:: Work required ::
Recast the listing below as a JSON list of strings, one string for each line, leaving out blank lines and the pictures.

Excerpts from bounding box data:
== == ==

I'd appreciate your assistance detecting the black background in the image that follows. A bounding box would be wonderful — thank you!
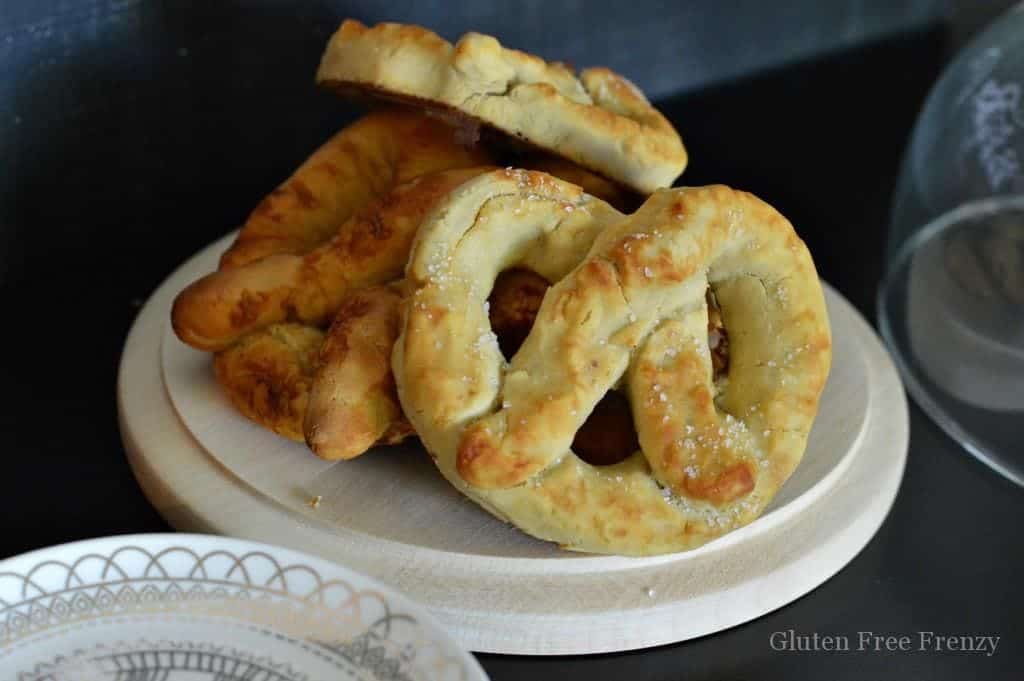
[0,3,1024,681]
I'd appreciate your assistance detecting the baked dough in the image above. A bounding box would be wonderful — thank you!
[392,172,831,555]
[171,166,493,350]
[220,109,490,268]
[304,285,413,461]
[316,19,687,194]
[201,159,628,450]
[213,324,324,441]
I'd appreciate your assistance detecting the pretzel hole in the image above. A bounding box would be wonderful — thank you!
[705,287,729,383]
[572,390,640,466]
[487,267,550,360]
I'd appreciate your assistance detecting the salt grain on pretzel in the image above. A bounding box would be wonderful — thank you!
[392,171,830,555]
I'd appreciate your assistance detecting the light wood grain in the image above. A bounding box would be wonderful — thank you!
[118,232,907,654]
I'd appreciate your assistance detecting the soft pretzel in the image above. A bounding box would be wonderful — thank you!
[304,286,413,461]
[316,19,686,194]
[220,109,490,268]
[213,324,324,441]
[171,166,490,350]
[204,158,629,460]
[392,173,830,555]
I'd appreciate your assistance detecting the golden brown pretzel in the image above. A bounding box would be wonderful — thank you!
[171,166,489,350]
[204,157,630,460]
[213,324,324,441]
[316,19,687,194]
[220,109,490,268]
[392,172,830,555]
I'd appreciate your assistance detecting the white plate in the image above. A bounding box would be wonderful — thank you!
[119,233,907,654]
[0,535,486,681]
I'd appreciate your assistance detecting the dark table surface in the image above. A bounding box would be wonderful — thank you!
[0,19,1024,681]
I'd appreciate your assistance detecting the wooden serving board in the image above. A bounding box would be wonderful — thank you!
[118,236,908,654]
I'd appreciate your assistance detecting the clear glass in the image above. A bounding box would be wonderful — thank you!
[879,4,1024,484]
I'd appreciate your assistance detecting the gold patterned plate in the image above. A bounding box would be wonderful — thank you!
[0,534,486,681]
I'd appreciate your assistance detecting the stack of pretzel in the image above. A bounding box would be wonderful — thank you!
[172,20,830,555]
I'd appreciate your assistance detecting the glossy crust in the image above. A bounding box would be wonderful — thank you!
[220,109,489,268]
[201,159,638,450]
[304,278,413,461]
[171,166,493,350]
[316,19,687,194]
[213,324,324,441]
[392,173,830,555]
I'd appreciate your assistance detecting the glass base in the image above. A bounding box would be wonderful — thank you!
[878,197,1024,485]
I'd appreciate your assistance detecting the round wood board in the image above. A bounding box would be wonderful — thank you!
[118,236,908,654]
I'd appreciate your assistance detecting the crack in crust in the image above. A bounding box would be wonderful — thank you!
[316,19,687,194]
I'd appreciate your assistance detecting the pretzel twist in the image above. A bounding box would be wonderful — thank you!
[392,172,830,555]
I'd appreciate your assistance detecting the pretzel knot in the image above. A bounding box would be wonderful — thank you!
[392,171,831,555]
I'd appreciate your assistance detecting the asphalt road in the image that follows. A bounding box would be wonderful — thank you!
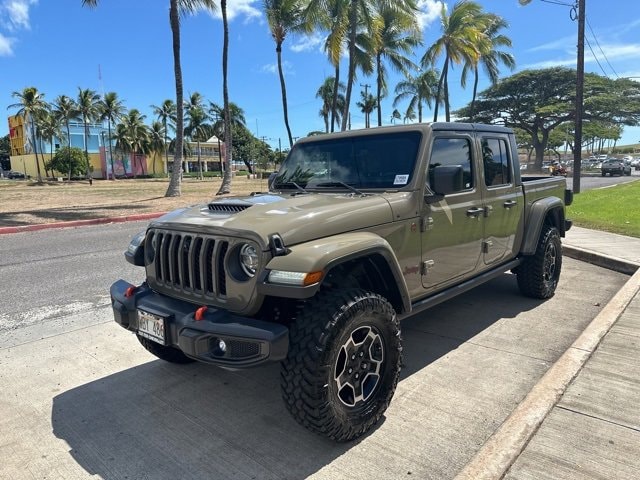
[0,223,627,480]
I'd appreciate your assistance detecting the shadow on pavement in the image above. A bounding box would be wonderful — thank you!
[52,274,540,479]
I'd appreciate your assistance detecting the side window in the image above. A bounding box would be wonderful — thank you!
[481,138,511,187]
[427,138,474,191]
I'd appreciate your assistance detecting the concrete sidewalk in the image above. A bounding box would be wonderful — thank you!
[457,227,640,480]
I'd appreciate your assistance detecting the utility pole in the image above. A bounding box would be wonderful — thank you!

== == ==

:: Full solution ::
[
  "I'd appreciate your assistance detecting the black background in the image that follows. A bounding box would be wonderful — thank you!",
  "[0,3,1024,681]",
  "I'd appreciate your assistance detecting the baked dough in the image above. A bounding box would be wonderful — thank you!",
  "[392,172,831,555]",
  "[171,166,493,350]",
  "[220,109,490,268]",
  "[304,285,413,461]",
  "[316,19,687,194]",
  "[201,159,628,450]",
  "[213,324,324,441]",
  "I'd appreciate your assistance detecting the pretzel hole in the image above. A bounding box would be wonderful — thank you!",
  "[705,287,729,383]",
  "[572,390,640,466]",
  "[487,267,550,360]",
  "I'd appreciate your assistance detecting the salt grain on pretzel in the image above. A bounding box would be wonderful — thank you!",
  "[392,171,830,555]",
  "I'd appreciate your assistance detecting the light wood grain in the image above. A bounding box would be wonderful — thank you!",
  "[118,232,907,654]",
  "I'd appreciate your assistance detecting the soft pretzel in the image above. A bounding box would be wonderful — thank you!",
  "[304,286,413,461]",
  "[316,19,686,194]",
  "[220,109,490,268]",
  "[213,324,324,441]",
  "[171,166,490,350]",
  "[204,158,629,460]",
  "[392,173,830,555]",
  "I'd appreciate your assistance detecting the golden brown pretzel in the image above. A bounding box would be wonderful — thank you!",
  "[171,166,489,350]",
  "[204,157,630,460]",
  "[213,324,324,441]",
  "[316,19,687,194]",
  "[220,109,490,268]",
  "[392,172,830,555]",
  "I'd appreciate your assistance detecting the white plate in the image above. A bounding box would be wonderful — thank you!",
  "[119,233,907,654]",
  "[0,535,486,681]",
  "I'd appreciate your assistance detecting the dark table surface in the image above. A bounding box would be wonderful — thank you!",
  "[0,19,1024,681]",
  "I'd appreciate your assistance detecting the wooden serving board in the image above. A bounding box would be wonderful — thank you!",
  "[118,236,908,654]",
  "I'd appreciate your assistance detecting the clear glass in the image above. A bounding box would be wonderful — thank you!",
  "[879,4,1024,484]",
  "I'd appreciate your assistance detecting the gold patterned plate in the image above. A bounding box would be wonderful — thank you!",
  "[0,534,486,681]",
  "I'd appreciate your assistance detecting the stack of pretzel in the image above. A bounding box would be wonderful — thank you!",
  "[172,20,830,555]",
  "I'd appreciate your assistance detecting the glossy crust in the image above. A bounding box would be wonderful — thank you!",
  "[220,109,489,268]",
  "[201,159,638,450]",
  "[304,278,413,461]",
  "[171,166,493,350]",
  "[316,19,687,194]",
  "[213,324,324,441]",
  "[392,173,830,555]",
  "I'd appreciate your assistance detecting the glass base in the image above. A bounding box would be wonderful — thank you!",
  "[878,197,1024,485]",
  "I'd appreciate your assistance detecting the round wood board in the image above. A bounding box would be wonderful — thank you!",
  "[118,236,908,654]",
  "I'd appreciate your assistance detecting the crack in crust in the image above. A bounding box would be wonderful — thank you!",
  "[316,19,687,194]",
  "I'd appreciate your assistance detecting the pretzel twist in the image above. A bounding box would be wonderful — thank you!",
  "[392,172,830,555]",
  "I'd appreciate your assistance detecting the pretzel knot in the image above. A bounding box would be wonderful — thank you!",
  "[392,171,831,555]",
  "I'd appreciate your assistance detecting the asphalt road in the image that follows. A bounding box would be wonderful — thank you!",
  "[0,223,627,480]",
  "I'd appreciate your assistance detecting the shadow on pavement in the image above. A bounding box would be wonderful — thank you!",
  "[52,274,540,479]",
  "I'd appreciate your assistance detecting the side window in the image above. A bounding box would be wonderful — thank you!",
  "[481,138,511,187]",
  "[427,138,474,191]",
  "I'd appreciate your assistance detecting the concrete sidewalk in the image above. A bounding box would be wonderful — thank you!",
  "[457,227,640,480]",
  "I'd appreciate your assistance detecting the utility pole in the image above. A bounding box would be wonderful — thank you!"
]